### EXERCISE PROMPT
Edit the records from the line with "the concrete wall?" to the line with "[[[37,61],[37,100],[46,104],[64,103],[70,99],[70,63]]]", replacing "formatting" with "layout" and leaving everything else unchanged. Give only those edited lines.
╔══
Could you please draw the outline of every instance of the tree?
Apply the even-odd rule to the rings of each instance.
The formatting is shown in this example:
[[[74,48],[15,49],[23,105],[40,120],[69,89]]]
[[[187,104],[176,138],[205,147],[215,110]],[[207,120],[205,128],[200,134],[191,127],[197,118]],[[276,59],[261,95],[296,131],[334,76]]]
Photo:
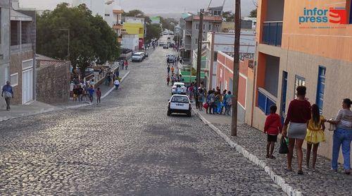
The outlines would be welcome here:
[[[68,33],[70,31],[70,56],[68,56]],[[82,4],[70,8],[58,4],[53,11],[37,16],[37,50],[38,53],[71,61],[82,73],[93,62],[103,64],[118,58],[118,36],[101,16],[93,16]]]
[[[249,13],[249,17],[251,17],[251,18],[257,18],[257,8],[255,8],[255,9],[252,10]]]

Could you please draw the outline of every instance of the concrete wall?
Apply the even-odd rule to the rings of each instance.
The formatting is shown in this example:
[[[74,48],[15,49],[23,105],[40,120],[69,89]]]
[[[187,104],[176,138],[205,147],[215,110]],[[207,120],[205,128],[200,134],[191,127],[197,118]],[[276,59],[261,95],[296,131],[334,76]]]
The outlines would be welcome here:
[[[37,61],[37,100],[46,104],[64,103],[70,99],[70,63]]]

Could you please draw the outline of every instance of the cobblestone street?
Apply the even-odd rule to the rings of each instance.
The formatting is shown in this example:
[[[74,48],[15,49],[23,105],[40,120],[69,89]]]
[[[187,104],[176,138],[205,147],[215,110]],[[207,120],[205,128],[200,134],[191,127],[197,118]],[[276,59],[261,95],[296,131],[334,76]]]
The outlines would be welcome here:
[[[199,118],[167,116],[170,51],[101,105],[0,122],[0,195],[284,195]]]

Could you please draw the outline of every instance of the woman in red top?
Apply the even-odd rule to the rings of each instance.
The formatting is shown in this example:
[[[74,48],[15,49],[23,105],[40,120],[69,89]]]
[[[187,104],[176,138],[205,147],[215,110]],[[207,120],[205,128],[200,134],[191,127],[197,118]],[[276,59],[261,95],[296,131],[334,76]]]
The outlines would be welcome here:
[[[277,135],[282,130],[280,116],[276,114],[277,110],[277,107],[275,105],[270,106],[270,114],[266,117],[265,125],[264,126],[264,133],[268,133],[266,157],[269,159],[275,159],[275,157],[272,156],[272,152],[277,140]]]
[[[289,105],[287,116],[284,123],[282,135],[289,137],[289,153],[287,154],[287,171],[292,171],[292,157],[296,145],[296,152],[298,162],[298,174],[302,171],[302,145],[307,133],[307,122],[310,119],[310,103],[306,98],[307,88],[305,86],[297,87],[297,99],[292,100]],[[289,130],[287,127],[289,123]]]

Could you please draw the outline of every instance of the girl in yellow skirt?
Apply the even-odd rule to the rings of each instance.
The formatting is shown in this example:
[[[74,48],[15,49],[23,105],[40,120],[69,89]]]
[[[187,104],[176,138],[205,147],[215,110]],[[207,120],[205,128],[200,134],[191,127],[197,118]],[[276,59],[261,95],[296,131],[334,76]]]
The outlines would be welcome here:
[[[317,160],[317,152],[319,143],[325,141],[324,130],[326,121],[324,116],[319,112],[319,106],[317,104],[313,104],[311,107],[312,118],[307,123],[307,135],[306,140],[307,141],[307,168],[309,168],[309,159],[310,159],[310,151],[313,145],[313,169],[315,169],[315,161]]]

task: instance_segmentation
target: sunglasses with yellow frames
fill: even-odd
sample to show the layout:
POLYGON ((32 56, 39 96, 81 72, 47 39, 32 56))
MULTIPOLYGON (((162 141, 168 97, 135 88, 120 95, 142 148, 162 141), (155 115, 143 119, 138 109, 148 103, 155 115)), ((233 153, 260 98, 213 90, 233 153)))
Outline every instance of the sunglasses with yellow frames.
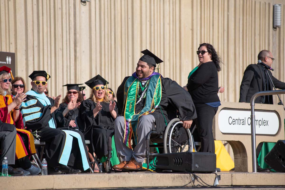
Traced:
POLYGON ((42 83, 42 85, 43 86, 45 86, 47 83, 47 82, 45 81, 40 81, 39 80, 33 80, 33 82, 35 83, 36 85, 39 85, 40 84, 42 83))
POLYGON ((101 87, 101 89, 102 90, 105 90, 105 86, 94 86, 93 88, 95 89, 95 90, 99 90, 99 89, 100 89, 100 87, 101 87))

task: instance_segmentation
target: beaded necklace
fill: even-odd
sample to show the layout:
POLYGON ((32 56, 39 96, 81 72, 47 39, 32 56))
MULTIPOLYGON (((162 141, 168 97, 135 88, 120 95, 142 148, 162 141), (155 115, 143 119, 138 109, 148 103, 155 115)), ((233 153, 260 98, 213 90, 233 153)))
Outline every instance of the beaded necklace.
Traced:
POLYGON ((138 80, 138 82, 137 83, 137 89, 139 89, 140 88, 139 87, 139 86, 140 86, 140 88, 141 88, 142 90, 142 92, 141 96, 140 96, 139 95, 139 90, 138 90, 137 92, 137 99, 138 99, 138 100, 137 103, 136 103, 136 105, 141 102, 142 99, 144 99, 146 96, 146 90, 147 90, 148 87, 148 83, 149 82, 150 80, 150 79, 148 79, 147 80, 144 86, 142 86, 141 84, 140 81, 138 80))

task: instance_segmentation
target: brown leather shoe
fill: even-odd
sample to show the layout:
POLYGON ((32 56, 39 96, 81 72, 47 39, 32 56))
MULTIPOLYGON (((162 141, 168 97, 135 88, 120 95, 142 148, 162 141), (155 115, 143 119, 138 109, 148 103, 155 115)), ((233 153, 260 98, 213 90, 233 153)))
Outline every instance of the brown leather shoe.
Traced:
POLYGON ((126 164, 129 164, 129 161, 123 161, 120 162, 120 164, 117 165, 115 165, 113 166, 113 168, 117 170, 123 170, 124 169, 124 166, 126 164))
POLYGON ((128 164, 124 166, 124 168, 127 170, 141 170, 142 168, 142 164, 137 162, 134 158, 128 164))

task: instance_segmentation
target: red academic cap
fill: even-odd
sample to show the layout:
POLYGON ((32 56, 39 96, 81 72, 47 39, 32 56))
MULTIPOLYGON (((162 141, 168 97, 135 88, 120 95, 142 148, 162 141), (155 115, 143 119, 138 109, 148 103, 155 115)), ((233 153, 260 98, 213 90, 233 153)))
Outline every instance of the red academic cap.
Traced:
POLYGON ((8 67, 6 66, 2 66, 0 67, 0 75, 5 73, 10 73, 11 75, 11 77, 12 79, 14 79, 14 77, 13 77, 12 75, 12 72, 11 71, 11 68, 9 68, 8 67))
╚══
### FINISHED EXERCISE
Could you please draw the outline of every instance of the concrete wall?
Apply the even-odd rule to the rings of each instance.
The layout is shown in this example:
[[[74,48],[15,49],[23,105],[40,120],[69,89]]]
[[[187,104],[176,138],[205,147],[215,110]],[[207,120],[205,128],[200,134],[191,127],[197,118]],[[276,59],[261,95],[296,131],[334,76]]]
The outlines would be welcome here:
[[[37,61],[37,100],[46,104],[64,103],[70,99],[70,63]]]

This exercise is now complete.